§ **DOCUMENT SEGMENT**:
[Start of section]

Overall, the ACAP represents 60 Safety Net Health Plans, which provide health coverage to more than 20 million Americans in 29 states through Medicaid, Medicare, the Children’s Health Insurance Program (CHIP), the Health Insurance Marketplace and other programs.

The five plans profiled in the ACAP report and their respective initiatives are:

  • Neighborhood Health Plan of Rhode Island – The plan’s Ease the Pain program provides access to alternative pain management treatment, peer outreach and co-managed care rounds to facilitate collaboration between physical and behavioral health providers.
  • University of Pittsburgh Medical Center Health Plan – The HEDDS UP program identifies members with an opioid prescription and who have visited an emergency department at least five times within the past six months, notifies their providers of overutilization, and engages members face-to-face to connect them to appropriate resources.
  • Inland Empire Health Plan (serving Southern California) – The Behavioral Health Integration and Complex Care Initiative is a partnership across 30 provider sites that targets members with multiple complex conditions (one of which must be behavioral health or substance use) for targeted outreach by a dedicated integrated care team.

[End of section]

§ **PROVIDED RECORDS**:
[Start of section]

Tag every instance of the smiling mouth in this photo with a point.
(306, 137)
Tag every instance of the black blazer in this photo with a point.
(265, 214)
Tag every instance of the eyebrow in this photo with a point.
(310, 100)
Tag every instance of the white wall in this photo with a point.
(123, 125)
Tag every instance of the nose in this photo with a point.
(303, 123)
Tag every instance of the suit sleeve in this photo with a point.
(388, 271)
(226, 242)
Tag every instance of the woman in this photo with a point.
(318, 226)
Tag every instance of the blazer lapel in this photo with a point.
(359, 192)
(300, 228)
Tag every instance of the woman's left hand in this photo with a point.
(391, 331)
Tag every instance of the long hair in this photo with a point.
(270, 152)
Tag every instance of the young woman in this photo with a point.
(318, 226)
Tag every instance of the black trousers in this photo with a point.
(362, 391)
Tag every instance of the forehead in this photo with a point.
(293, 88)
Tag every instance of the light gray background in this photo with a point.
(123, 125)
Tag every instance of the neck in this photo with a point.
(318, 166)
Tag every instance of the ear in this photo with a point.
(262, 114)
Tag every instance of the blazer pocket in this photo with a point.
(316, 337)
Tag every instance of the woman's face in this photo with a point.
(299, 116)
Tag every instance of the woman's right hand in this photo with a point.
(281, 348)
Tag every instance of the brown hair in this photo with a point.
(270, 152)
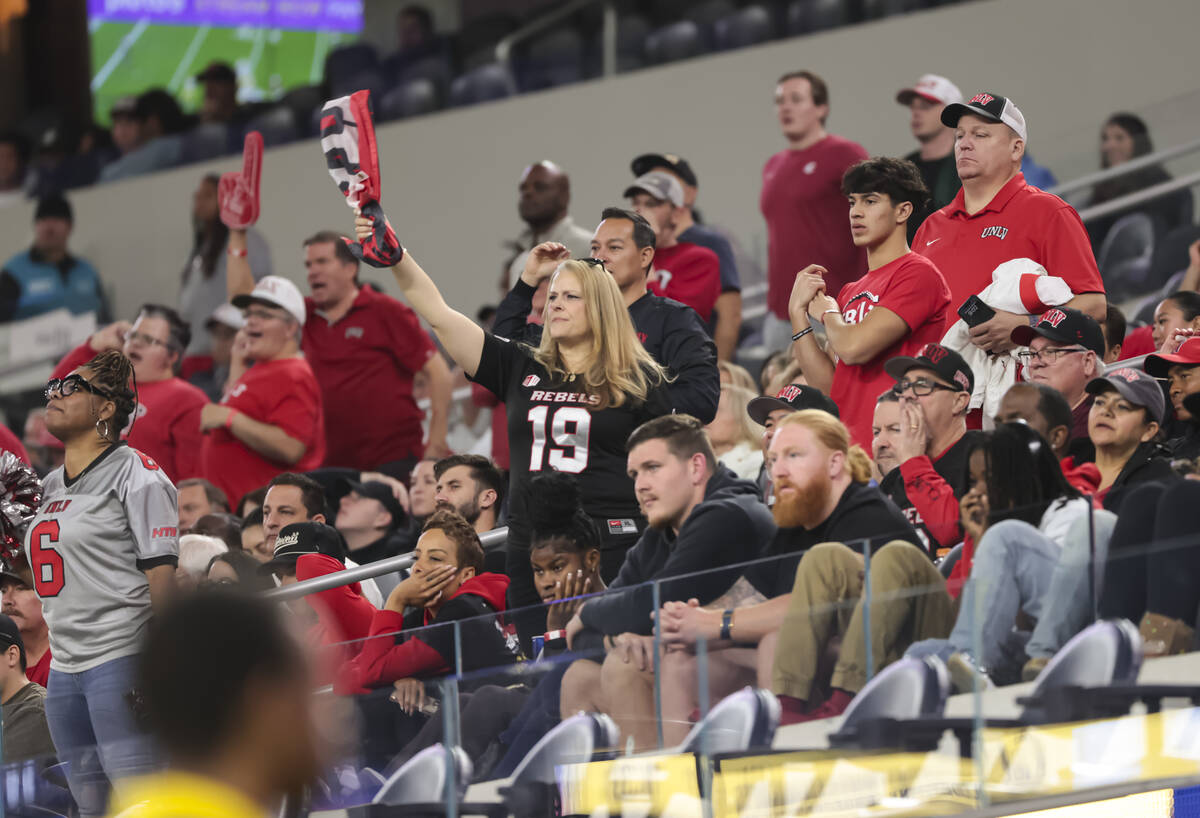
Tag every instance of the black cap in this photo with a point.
(299, 539)
(53, 206)
(647, 162)
(221, 72)
(381, 492)
(945, 361)
(1063, 325)
(792, 397)
(11, 636)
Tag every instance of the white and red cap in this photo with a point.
(934, 88)
(275, 292)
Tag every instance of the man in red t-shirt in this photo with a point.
(997, 217)
(360, 342)
(803, 203)
(898, 307)
(167, 421)
(271, 419)
(683, 271)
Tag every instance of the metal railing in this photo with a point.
(369, 571)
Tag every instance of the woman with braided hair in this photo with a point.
(103, 548)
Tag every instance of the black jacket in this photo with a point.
(862, 513)
(671, 332)
(729, 527)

[End of section]

§ **TASK INSTRUCTIONS**: Render this sentence from the Safety Net Health Plans excerpt in Spanish: "Overall, the ACAP represents 60 Safety Net Health Plans, which provide health coverage to more than 20 million Americans in 29 states through Medicaid, Medicare, the Children’s Health Insurance Program (CHIP), the Health Insurance Marketplace and other programs."

§ **OUTPUT OF THE EXERCISE**: En conjunto, la ACAP representa a 60 planes de salud de la red de seguridad, que brindan cobertura de salud a más de 20 millones de estadounidenses en 29 estados a través de Medicaid, Medicare, el Programa de Seguro Médico para Niños (CHIP), el Mercado de Seguros Médicos y otros programas.